Task to carry out >>
Give again exactly the lines that stretch from the one with "chin and put a dot on each instance?" to the end of the data below, including both of those lines and nothing else.

___ Information provided ___

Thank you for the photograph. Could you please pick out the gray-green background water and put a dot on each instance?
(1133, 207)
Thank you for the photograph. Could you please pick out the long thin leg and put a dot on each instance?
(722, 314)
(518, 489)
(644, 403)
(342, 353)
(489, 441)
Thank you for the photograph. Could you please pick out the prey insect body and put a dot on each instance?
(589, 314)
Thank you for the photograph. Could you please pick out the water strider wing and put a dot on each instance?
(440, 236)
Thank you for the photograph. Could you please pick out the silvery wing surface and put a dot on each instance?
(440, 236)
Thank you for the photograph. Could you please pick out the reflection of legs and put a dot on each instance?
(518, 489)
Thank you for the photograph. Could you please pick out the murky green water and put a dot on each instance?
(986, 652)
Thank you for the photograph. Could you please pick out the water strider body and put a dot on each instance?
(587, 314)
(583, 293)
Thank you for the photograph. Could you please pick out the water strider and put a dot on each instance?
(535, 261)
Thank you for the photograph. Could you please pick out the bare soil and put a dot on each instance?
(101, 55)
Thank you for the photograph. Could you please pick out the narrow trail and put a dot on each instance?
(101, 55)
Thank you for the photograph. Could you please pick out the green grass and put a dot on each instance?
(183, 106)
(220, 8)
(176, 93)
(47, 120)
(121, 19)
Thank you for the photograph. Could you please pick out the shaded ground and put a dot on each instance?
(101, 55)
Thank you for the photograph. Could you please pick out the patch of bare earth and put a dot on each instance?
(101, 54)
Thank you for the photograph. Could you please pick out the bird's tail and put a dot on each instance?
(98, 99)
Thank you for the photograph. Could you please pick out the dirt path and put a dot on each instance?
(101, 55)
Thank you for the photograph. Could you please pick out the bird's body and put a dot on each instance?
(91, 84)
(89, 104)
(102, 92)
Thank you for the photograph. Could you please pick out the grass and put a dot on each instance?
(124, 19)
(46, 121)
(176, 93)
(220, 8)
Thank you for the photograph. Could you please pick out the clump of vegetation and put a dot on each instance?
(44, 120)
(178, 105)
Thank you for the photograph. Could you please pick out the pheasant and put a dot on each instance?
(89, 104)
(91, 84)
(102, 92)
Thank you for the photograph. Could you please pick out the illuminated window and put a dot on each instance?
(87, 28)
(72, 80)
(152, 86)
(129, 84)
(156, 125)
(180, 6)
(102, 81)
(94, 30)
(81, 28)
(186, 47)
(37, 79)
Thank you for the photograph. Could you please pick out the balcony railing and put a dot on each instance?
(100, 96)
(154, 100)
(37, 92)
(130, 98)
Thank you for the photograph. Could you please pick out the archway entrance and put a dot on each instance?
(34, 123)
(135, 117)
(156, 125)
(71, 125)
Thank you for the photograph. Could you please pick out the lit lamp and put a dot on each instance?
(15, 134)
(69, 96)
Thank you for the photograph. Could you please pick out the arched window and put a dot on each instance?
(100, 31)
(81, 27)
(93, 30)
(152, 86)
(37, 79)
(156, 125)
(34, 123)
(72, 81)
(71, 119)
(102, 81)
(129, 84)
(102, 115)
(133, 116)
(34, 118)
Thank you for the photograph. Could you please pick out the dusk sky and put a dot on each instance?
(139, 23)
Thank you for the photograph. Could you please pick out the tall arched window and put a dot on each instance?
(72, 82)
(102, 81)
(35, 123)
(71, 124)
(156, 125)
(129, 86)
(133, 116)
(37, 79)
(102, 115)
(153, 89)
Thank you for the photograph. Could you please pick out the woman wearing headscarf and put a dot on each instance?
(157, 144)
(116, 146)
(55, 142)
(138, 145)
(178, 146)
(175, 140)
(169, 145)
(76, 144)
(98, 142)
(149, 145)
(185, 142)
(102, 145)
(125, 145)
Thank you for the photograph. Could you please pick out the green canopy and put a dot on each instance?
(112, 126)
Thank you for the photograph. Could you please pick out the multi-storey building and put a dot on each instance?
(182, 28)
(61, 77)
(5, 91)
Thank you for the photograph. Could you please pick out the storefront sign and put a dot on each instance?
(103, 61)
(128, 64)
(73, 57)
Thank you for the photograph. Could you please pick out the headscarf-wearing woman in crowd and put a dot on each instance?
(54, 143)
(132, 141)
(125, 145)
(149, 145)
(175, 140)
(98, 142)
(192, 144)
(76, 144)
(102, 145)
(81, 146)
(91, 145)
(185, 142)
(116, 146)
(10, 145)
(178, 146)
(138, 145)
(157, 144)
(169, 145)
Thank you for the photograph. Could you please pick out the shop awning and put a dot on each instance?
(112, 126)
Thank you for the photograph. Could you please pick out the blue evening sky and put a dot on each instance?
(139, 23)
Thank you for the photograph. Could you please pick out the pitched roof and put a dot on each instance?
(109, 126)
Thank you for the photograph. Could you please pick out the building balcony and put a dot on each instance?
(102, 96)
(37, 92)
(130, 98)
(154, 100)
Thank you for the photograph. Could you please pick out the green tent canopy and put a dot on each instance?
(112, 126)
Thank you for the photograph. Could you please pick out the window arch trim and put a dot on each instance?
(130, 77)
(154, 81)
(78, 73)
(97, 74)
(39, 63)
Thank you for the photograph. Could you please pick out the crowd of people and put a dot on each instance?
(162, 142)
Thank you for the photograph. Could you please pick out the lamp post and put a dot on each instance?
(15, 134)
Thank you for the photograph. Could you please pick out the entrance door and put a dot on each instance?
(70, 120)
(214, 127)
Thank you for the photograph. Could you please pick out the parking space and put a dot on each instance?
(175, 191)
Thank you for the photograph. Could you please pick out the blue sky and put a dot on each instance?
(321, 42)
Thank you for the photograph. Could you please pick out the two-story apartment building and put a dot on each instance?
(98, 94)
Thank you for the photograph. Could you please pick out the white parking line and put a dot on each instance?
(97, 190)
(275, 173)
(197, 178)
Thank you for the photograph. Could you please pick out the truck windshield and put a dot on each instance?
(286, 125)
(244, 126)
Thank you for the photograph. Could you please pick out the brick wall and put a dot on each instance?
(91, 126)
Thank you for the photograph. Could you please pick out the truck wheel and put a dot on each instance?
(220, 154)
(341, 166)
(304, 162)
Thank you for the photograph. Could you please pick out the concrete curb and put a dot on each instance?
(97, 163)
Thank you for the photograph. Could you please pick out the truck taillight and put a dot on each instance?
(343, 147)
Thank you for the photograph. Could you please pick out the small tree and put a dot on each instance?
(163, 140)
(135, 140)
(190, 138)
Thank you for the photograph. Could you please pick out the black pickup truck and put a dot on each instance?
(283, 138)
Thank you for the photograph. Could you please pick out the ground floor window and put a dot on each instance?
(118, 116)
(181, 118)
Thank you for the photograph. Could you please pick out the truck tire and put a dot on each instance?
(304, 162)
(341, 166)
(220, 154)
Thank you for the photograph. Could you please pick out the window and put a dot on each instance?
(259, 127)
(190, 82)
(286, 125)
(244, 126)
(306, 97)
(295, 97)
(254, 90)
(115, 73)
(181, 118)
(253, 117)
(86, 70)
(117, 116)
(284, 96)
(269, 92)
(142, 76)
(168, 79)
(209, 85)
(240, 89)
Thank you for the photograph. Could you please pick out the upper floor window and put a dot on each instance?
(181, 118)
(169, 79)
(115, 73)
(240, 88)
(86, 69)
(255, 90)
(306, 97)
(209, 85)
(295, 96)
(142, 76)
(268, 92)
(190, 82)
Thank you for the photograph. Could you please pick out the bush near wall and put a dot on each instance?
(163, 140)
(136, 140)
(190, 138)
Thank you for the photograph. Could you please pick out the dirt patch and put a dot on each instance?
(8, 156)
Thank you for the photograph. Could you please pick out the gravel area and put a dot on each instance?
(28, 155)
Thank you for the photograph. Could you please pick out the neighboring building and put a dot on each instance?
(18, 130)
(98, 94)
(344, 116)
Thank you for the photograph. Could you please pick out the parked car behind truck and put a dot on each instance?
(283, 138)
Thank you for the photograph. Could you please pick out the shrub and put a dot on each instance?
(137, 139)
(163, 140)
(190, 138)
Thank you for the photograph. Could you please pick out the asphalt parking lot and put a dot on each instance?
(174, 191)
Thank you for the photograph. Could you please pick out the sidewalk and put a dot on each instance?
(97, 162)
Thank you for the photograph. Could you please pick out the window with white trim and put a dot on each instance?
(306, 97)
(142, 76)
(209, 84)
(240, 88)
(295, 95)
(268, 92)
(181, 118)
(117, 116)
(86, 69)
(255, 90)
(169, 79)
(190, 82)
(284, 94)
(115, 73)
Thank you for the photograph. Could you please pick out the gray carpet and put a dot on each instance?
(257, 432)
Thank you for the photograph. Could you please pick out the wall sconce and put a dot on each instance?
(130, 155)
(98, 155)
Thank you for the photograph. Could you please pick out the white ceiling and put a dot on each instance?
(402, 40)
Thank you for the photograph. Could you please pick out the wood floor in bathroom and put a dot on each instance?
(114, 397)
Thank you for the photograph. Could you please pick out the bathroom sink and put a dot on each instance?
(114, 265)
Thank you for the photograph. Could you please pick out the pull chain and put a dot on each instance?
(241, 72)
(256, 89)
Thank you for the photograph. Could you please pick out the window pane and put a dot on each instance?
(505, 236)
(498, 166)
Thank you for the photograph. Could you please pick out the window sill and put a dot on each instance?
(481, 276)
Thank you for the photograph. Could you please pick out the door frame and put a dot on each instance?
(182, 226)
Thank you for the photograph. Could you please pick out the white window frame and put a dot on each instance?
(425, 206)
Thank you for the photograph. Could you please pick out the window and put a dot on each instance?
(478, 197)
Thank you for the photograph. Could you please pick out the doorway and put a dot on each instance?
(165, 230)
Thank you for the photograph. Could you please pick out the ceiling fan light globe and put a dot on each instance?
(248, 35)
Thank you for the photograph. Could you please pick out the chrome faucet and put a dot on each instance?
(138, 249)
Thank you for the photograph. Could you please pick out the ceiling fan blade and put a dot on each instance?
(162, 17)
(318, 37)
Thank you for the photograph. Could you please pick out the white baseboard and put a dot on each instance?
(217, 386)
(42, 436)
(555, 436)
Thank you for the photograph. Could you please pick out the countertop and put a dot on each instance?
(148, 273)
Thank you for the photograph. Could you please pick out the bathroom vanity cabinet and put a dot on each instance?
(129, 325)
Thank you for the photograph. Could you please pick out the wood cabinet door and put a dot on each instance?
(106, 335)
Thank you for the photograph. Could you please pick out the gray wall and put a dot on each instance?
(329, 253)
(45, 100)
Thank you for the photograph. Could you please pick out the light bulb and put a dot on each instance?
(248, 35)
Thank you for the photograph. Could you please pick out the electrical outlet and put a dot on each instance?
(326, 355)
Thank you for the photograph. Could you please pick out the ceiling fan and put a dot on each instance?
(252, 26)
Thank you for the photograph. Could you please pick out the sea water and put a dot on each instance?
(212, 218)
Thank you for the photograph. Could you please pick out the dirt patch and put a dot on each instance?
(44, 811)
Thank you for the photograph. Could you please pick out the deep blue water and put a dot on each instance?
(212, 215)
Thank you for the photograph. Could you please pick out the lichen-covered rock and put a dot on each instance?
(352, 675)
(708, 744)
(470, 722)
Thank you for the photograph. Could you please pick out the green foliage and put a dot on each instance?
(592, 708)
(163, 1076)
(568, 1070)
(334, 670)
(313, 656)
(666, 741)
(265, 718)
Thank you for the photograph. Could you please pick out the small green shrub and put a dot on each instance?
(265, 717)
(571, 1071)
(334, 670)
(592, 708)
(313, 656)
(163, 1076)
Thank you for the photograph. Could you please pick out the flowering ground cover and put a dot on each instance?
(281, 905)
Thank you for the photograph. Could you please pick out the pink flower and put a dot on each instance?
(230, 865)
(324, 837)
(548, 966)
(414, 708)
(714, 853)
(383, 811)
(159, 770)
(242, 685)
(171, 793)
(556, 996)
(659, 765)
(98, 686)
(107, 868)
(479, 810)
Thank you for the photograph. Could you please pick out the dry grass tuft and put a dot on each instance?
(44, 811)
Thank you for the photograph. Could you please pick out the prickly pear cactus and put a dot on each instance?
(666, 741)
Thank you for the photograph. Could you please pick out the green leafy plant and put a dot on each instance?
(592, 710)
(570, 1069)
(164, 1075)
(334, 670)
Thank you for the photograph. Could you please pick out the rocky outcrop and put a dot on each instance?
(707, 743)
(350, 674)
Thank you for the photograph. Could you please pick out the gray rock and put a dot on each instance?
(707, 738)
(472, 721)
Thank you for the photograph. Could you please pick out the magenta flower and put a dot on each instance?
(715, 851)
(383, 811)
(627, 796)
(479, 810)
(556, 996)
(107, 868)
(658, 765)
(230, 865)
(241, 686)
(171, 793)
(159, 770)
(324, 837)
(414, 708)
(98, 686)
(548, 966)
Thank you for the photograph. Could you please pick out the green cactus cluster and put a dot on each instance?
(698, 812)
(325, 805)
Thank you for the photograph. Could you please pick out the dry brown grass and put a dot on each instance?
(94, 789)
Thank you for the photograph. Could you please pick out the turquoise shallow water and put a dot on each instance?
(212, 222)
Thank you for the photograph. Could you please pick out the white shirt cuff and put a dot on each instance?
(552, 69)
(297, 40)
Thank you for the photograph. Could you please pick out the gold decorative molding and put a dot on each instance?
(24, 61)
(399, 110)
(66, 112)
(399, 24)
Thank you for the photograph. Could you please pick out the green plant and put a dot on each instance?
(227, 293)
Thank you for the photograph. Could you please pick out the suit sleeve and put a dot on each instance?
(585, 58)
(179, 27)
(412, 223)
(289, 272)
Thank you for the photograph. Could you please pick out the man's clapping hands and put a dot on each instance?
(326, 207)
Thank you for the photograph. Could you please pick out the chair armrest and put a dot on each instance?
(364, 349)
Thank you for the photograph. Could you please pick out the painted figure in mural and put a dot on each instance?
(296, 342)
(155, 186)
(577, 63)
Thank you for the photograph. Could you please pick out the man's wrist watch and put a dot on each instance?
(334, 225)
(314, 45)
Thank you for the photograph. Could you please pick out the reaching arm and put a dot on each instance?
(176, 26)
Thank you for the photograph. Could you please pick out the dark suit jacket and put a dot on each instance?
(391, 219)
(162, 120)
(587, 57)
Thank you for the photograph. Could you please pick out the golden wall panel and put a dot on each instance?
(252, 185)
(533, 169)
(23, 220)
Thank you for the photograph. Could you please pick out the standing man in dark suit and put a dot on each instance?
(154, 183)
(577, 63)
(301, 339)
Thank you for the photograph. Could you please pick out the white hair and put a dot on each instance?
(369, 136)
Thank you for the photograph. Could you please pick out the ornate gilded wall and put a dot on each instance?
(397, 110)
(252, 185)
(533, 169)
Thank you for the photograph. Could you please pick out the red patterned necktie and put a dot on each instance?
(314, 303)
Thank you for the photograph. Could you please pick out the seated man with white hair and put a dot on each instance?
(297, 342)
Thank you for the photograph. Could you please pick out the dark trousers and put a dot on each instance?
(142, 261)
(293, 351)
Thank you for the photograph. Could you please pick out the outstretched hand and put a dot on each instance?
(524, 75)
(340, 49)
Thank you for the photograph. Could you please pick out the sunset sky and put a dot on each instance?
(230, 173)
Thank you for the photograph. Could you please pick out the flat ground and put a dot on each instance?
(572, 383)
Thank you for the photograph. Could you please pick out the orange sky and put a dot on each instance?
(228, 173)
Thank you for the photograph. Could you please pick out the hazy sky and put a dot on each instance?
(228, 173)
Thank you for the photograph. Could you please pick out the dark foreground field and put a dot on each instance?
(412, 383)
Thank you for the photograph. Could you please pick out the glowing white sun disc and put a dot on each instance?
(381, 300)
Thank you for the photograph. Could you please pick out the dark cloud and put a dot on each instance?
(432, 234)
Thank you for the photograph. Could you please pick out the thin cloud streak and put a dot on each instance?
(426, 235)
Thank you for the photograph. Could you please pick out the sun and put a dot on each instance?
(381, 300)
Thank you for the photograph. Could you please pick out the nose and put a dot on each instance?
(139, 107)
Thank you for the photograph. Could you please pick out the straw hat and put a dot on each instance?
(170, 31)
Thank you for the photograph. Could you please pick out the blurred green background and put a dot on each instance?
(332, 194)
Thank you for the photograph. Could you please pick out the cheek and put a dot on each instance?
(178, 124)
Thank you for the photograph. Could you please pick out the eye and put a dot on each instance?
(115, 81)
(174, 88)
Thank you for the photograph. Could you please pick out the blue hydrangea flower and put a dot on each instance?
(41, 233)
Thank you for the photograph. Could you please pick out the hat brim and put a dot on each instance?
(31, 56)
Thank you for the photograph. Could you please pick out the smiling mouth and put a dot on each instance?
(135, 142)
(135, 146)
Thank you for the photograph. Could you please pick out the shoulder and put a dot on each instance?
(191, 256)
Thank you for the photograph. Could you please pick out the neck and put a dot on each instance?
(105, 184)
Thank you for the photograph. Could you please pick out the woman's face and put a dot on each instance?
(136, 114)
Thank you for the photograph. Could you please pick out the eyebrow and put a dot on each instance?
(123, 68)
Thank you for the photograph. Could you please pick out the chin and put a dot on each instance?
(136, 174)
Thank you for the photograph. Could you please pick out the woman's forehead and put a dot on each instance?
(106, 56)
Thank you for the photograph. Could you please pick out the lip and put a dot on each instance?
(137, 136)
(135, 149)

___

Solution to the exercise >>
Thank you for the photograph. Could you please pick out the chin and put a dot on each instance?
(136, 174)
Thank you for the photograph. Could you please pick out the woman's forehead and put a dot on each instance?
(106, 56)
Thank you for the photograph. Could you please pick out the lip and put a dot on each instance?
(137, 136)
(135, 149)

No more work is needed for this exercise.